▶ **Task prompt**
Update the rows from the start through the line containing "(1079, 275)", inclusive, by replacing "photograph" with "image" and changing nothing else. Leave the pictures out of your answer.
━━━ Record set
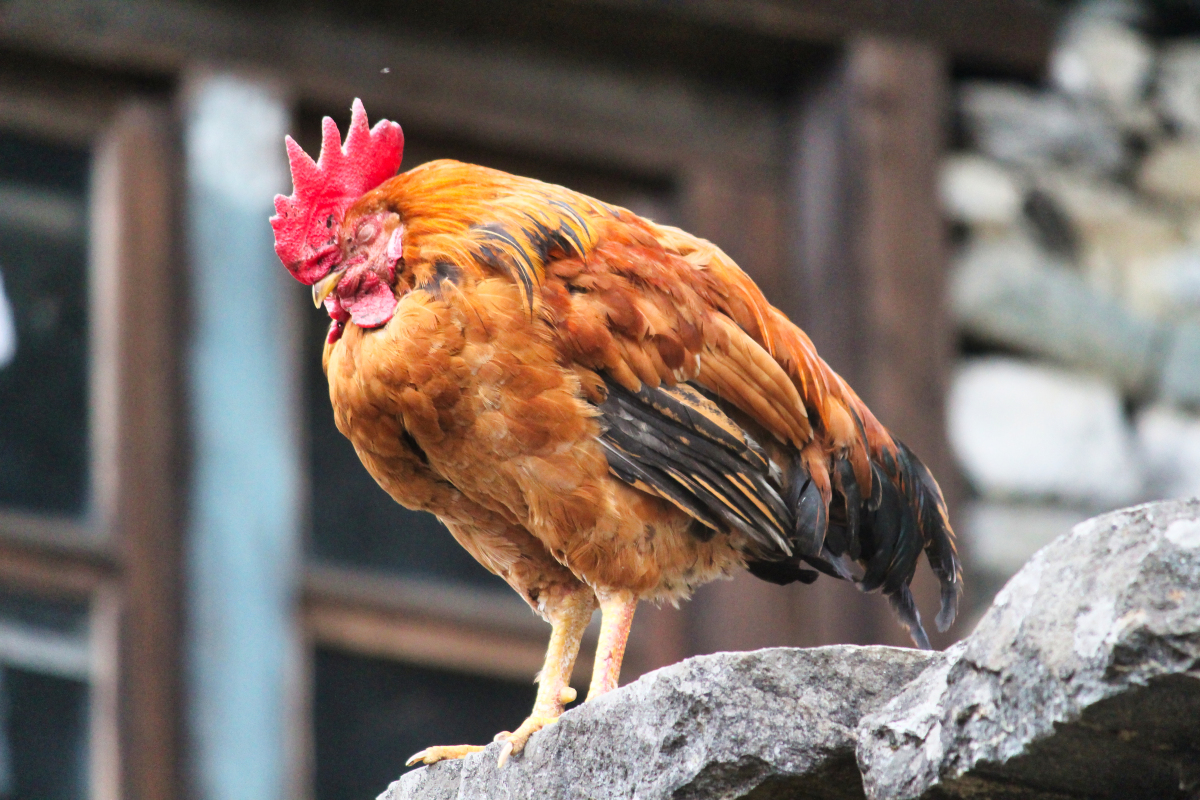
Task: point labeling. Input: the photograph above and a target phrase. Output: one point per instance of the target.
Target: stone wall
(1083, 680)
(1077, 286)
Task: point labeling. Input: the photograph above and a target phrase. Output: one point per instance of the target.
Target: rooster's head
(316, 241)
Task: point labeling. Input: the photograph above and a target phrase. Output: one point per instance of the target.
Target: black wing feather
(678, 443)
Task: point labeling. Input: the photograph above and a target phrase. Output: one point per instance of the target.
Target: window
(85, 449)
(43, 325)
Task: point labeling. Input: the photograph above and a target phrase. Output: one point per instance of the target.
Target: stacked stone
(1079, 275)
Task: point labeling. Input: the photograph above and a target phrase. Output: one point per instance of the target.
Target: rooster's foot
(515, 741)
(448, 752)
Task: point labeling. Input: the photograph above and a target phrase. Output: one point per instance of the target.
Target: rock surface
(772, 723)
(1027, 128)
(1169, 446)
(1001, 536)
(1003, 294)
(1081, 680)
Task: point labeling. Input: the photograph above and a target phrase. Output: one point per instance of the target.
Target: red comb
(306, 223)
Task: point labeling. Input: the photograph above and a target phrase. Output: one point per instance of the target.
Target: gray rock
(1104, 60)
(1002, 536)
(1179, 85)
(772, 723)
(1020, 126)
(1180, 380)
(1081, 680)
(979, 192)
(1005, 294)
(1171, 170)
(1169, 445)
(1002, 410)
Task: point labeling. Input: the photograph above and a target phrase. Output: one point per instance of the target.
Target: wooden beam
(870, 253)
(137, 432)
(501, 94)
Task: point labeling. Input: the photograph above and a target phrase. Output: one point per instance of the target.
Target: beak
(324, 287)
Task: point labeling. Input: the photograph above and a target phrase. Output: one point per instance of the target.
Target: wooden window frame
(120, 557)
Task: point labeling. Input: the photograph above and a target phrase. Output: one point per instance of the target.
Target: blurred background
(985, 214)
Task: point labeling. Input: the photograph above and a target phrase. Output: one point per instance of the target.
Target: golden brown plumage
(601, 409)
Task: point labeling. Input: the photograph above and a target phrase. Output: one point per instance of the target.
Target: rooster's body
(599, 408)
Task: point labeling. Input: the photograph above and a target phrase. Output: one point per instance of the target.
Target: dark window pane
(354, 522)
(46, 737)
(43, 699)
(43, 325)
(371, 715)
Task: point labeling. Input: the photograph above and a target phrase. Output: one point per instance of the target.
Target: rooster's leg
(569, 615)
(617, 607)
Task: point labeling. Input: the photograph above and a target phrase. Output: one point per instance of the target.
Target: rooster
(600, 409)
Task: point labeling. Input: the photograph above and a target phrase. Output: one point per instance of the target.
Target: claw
━━━━━━
▶ **Finished task**
Task: point labeling. Input: the image above and a target phrase. Output: one point per instance of the target.
Target: stone wall
(1083, 680)
(1077, 286)
Task: point labeling. Input: the image above and a target phrase. Output: one point per instance of the target.
Target: rooster's head
(316, 241)
Task: point labeling. Input: the image above and a target phrase. Output: one point per instance of the target.
Target: black wing feather
(678, 443)
Task: point labeling. Input: the image above and a target phrase. Output: one point per instance of the target.
Target: window
(85, 449)
(43, 325)
Task: point labeling. Input: the image above and a target phrase. Output: one point per instance of the target.
Target: stacked stone
(1079, 275)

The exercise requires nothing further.